- [THE TASK]
Reproduce each record exactly, leaving out no line.

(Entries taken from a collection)
# # # # # # #

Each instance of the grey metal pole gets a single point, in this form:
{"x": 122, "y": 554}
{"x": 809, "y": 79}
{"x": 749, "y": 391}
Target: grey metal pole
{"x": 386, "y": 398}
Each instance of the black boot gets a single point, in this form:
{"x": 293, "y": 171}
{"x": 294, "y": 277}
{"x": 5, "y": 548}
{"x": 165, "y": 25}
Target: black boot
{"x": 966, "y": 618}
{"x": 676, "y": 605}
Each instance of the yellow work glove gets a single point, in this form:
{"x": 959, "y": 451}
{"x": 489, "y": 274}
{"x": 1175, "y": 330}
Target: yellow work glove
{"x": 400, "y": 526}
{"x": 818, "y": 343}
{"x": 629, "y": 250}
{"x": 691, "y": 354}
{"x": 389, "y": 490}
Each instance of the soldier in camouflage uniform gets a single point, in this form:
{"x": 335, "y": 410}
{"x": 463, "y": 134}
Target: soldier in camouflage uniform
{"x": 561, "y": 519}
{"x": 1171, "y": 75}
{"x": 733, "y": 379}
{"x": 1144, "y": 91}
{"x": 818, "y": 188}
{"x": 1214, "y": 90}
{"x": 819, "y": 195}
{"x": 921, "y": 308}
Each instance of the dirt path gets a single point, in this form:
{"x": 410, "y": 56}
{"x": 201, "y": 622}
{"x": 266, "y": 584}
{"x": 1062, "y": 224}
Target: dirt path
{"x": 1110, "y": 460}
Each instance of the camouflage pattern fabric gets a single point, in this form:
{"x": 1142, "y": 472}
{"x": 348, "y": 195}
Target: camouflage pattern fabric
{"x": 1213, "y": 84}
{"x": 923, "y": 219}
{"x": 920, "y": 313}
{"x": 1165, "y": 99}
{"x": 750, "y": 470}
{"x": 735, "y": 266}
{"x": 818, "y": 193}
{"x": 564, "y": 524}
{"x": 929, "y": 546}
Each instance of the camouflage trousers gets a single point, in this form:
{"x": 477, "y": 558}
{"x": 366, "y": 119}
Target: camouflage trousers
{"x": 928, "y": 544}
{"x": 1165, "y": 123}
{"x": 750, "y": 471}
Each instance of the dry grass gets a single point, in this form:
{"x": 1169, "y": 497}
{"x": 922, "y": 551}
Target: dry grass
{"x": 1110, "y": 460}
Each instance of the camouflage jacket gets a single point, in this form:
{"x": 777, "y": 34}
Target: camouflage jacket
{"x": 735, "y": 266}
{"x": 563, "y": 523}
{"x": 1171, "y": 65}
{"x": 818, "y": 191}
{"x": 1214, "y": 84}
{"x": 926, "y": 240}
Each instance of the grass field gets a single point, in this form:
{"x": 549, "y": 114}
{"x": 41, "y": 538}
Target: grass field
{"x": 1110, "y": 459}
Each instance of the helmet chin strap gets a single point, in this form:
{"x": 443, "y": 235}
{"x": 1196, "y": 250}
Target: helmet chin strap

# # # # # # #

- [TASK RESULT]
Each instance of the grey metal pole gets a single point, in this form:
{"x": 122, "y": 554}
{"x": 809, "y": 79}
{"x": 749, "y": 391}
Target: grey metal pole
{"x": 386, "y": 398}
Each instance of the black boot gets a single point, in this form:
{"x": 293, "y": 171}
{"x": 294, "y": 277}
{"x": 5, "y": 548}
{"x": 165, "y": 25}
Target: black boot
{"x": 966, "y": 618}
{"x": 676, "y": 605}
Each instance of the yellow work glove gets a single point, in this form:
{"x": 959, "y": 451}
{"x": 489, "y": 274}
{"x": 1175, "y": 330}
Target: yellow work glove
{"x": 400, "y": 526}
{"x": 818, "y": 343}
{"x": 629, "y": 250}
{"x": 691, "y": 354}
{"x": 389, "y": 490}
Each instance of the soldier in camouflage uniform gets a single point, in this form:
{"x": 335, "y": 410}
{"x": 463, "y": 134}
Target: soldier in camouflage uniform
{"x": 561, "y": 519}
{"x": 1171, "y": 75}
{"x": 733, "y": 379}
{"x": 1144, "y": 91}
{"x": 818, "y": 188}
{"x": 1214, "y": 90}
{"x": 819, "y": 195}
{"x": 921, "y": 308}
Each instance of the dirt path gets a single point, in this form:
{"x": 410, "y": 56}
{"x": 201, "y": 622}
{"x": 266, "y": 584}
{"x": 1062, "y": 224}
Target: dirt path
{"x": 1110, "y": 460}
Each instance of the camouflage pattern fabric gets a single point, in this form:
{"x": 1142, "y": 472}
{"x": 348, "y": 195}
Target: camouflage pattern fabric
{"x": 1213, "y": 84}
{"x": 923, "y": 219}
{"x": 920, "y": 313}
{"x": 1165, "y": 99}
{"x": 750, "y": 470}
{"x": 735, "y": 266}
{"x": 818, "y": 193}
{"x": 564, "y": 524}
{"x": 929, "y": 546}
Each instance of the camouflage trousers gets a single point, in this form:
{"x": 477, "y": 558}
{"x": 366, "y": 119}
Target: camouflage trousers
{"x": 928, "y": 544}
{"x": 1165, "y": 123}
{"x": 750, "y": 471}
Each instance of the dry grass gets a single point, in this form:
{"x": 1169, "y": 497}
{"x": 922, "y": 551}
Target: dry grass
{"x": 1110, "y": 460}
Each instance of the camouflage jacket gets a single point, in this form:
{"x": 777, "y": 34}
Target: camouflage jacket
{"x": 735, "y": 266}
{"x": 563, "y": 523}
{"x": 1171, "y": 65}
{"x": 818, "y": 191}
{"x": 1214, "y": 84}
{"x": 926, "y": 240}
Each instance of the grass field gets a single point, in this form:
{"x": 549, "y": 114}
{"x": 41, "y": 538}
Target: grass field
{"x": 1110, "y": 459}
Each instance of the helmet chin strap gets a single point, in this form:
{"x": 443, "y": 235}
{"x": 1196, "y": 250}
Target: helmet chin strap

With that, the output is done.